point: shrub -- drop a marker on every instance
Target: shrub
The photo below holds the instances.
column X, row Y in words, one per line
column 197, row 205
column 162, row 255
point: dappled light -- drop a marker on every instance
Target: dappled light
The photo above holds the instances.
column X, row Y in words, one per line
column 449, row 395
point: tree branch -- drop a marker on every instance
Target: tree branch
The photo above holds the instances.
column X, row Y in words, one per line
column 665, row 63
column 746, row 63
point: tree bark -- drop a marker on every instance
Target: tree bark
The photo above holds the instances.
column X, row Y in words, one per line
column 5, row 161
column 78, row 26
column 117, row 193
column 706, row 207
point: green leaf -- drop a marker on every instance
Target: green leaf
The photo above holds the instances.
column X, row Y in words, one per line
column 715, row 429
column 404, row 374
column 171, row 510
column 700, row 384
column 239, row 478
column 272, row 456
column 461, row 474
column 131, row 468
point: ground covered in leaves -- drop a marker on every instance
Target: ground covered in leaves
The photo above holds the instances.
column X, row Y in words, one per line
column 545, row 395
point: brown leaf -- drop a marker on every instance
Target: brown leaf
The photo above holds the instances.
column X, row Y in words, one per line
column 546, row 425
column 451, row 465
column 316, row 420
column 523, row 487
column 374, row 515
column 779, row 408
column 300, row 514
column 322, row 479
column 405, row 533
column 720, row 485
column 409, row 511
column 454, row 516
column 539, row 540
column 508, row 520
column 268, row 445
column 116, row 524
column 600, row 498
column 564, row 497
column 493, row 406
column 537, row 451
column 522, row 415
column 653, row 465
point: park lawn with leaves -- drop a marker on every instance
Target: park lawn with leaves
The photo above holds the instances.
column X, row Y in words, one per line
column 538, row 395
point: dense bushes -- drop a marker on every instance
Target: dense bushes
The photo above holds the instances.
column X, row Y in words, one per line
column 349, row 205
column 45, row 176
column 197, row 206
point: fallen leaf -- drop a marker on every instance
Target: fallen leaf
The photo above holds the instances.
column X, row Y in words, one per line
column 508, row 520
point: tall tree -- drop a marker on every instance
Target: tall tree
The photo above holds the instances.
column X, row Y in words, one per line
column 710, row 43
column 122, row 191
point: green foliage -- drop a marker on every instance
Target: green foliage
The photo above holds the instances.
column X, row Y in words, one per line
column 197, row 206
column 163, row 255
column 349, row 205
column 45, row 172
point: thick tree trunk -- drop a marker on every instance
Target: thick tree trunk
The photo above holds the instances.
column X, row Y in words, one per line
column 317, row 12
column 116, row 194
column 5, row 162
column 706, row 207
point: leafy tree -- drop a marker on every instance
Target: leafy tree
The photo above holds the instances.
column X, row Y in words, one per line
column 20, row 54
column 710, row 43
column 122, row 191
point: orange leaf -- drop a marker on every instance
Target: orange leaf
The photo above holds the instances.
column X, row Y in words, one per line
----------------------------------------
Having read the entries, repeat them all exactly.

point: shrub -- drop a marker on every instance
Target: shrub
The photo below holds the instances.
column X, row Y in words, one per line
column 197, row 205
column 162, row 255
point: dappled light -- drop a marker on every instance
Target: dappled light
The photo above holds the instances.
column X, row Y in words, one per line
column 449, row 395
point: tree branch -- drop a marker on every instance
Target: tree branch
The photo above holds the instances.
column X, row Y in words, one per line
column 665, row 63
column 746, row 63
point: tree bark -- drop a marker on every instance
Target: tree bark
The photo above holds the instances.
column X, row Y in words, one per line
column 5, row 161
column 78, row 26
column 117, row 193
column 706, row 207
point: green leaf -- drop a marker on every instance
Target: green leaf
The photo above holds the instances.
column X, row Y in words, one per line
column 715, row 429
column 404, row 374
column 171, row 510
column 700, row 384
column 239, row 478
column 272, row 456
column 461, row 474
column 131, row 468
point: ground covered in leaves -- drop a marker on every instance
Target: ground covered in leaves
The photo above holds the instances.
column X, row Y in words, one per line
column 545, row 395
point: brown leaf -- drop a marker on every instance
Target: brown leaf
The photo above holds the instances.
column X, row Y in words, one per line
column 546, row 425
column 451, row 465
column 316, row 420
column 523, row 487
column 374, row 515
column 779, row 408
column 300, row 514
column 322, row 479
column 405, row 533
column 720, row 485
column 409, row 511
column 454, row 516
column 539, row 540
column 508, row 520
column 268, row 445
column 116, row 524
column 600, row 498
column 564, row 497
column 493, row 406
column 537, row 451
column 522, row 415
column 653, row 465
point: park lawn with leaves -- drop a marker on every instance
Target: park lawn with leaves
The photo above holds the instances.
column X, row Y in words, one per line
column 538, row 395
point: dense bushes -- drop a marker on every instance
Target: dense bushes
The photo above holds the instances.
column X, row Y in words, one per line
column 349, row 205
column 45, row 176
column 197, row 206
point: fallen leaf -- drop a marker on every instance
Target: fallen leaf
The photo above holds the instances.
column X, row Y in words, one per line
column 508, row 520
point: tall tree -- drop a marker on every instance
Target: tall tree
The photo above holds the instances.
column X, row Y in words, one per line
column 710, row 43
column 122, row 191
point: green foliage -- drop a marker on every instance
Target: green foliage
The photo above holds the instances.
column X, row Y in words, one per line
column 197, row 206
column 163, row 255
column 349, row 205
column 45, row 172
point: thick tree trunk -- drop a marker on every instance
Target: thick tree trunk
The photo above holds the instances.
column X, row Y in words, one per line
column 317, row 12
column 116, row 194
column 5, row 162
column 706, row 207
point: leafy tree -- drop a marker on every instance
Target: leafy tree
The photo above holds the instances.
column X, row Y in words, one per line
column 20, row 54
column 710, row 43
column 122, row 191
point: orange leaf -- drop a marker on every instance
Target: orange leaf
The photo above holds the instances.
column X, row Y in words, one per line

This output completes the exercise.